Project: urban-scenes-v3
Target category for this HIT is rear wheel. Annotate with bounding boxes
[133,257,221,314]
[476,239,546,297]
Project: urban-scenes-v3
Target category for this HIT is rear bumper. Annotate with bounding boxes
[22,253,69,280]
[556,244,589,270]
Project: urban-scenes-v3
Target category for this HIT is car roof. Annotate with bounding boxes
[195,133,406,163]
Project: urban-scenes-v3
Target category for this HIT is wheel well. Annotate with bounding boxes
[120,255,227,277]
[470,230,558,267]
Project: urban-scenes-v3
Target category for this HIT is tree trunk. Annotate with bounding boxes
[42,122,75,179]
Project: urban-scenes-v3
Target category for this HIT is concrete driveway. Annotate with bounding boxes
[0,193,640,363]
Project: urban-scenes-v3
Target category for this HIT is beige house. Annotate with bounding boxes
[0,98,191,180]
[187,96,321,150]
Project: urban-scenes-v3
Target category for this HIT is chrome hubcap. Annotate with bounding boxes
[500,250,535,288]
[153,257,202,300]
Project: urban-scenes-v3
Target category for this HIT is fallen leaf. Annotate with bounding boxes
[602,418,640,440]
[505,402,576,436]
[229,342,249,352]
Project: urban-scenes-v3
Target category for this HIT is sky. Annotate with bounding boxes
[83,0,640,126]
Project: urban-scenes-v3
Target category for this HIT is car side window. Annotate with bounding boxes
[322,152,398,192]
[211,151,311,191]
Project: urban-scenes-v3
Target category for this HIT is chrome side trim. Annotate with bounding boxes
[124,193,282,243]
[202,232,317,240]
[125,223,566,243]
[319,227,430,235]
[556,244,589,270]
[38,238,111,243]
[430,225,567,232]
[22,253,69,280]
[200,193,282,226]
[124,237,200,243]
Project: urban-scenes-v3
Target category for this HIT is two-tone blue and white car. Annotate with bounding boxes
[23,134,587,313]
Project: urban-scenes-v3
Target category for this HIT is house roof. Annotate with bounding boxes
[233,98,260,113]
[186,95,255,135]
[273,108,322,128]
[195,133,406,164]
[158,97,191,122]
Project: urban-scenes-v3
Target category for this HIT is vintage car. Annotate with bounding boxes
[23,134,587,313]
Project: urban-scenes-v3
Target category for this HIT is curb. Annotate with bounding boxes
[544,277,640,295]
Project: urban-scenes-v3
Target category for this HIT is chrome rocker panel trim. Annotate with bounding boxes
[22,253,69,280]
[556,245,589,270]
--
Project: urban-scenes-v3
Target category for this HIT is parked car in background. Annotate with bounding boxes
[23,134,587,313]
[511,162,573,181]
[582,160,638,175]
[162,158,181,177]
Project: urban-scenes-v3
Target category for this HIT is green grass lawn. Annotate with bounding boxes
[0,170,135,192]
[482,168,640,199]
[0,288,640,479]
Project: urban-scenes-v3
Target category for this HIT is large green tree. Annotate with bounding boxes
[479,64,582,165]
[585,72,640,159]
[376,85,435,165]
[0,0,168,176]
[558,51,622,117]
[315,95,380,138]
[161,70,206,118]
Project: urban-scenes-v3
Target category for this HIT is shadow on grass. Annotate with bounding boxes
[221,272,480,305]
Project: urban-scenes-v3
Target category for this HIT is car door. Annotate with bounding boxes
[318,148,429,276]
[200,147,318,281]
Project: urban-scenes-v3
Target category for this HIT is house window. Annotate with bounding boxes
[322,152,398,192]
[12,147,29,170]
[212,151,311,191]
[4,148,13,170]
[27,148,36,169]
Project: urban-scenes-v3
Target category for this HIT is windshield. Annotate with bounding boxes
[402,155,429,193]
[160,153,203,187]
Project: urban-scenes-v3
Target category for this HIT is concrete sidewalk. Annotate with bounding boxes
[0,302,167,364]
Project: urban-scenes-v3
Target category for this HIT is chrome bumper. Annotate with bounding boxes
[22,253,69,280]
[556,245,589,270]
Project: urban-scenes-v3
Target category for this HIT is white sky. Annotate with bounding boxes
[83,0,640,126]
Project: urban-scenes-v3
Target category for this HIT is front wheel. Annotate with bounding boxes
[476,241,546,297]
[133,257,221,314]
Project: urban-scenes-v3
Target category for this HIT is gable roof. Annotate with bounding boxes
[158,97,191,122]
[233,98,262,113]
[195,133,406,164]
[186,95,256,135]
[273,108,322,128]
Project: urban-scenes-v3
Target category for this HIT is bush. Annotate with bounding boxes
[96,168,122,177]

What needs to be done: Please list every line of the material above that contains the string "trim".

Written response:
Target category for this HIT is chrome side trim. Annotate with bounding boxes
Target category for this HIT is chrome rocker panel trim. Annotate with bounding boxes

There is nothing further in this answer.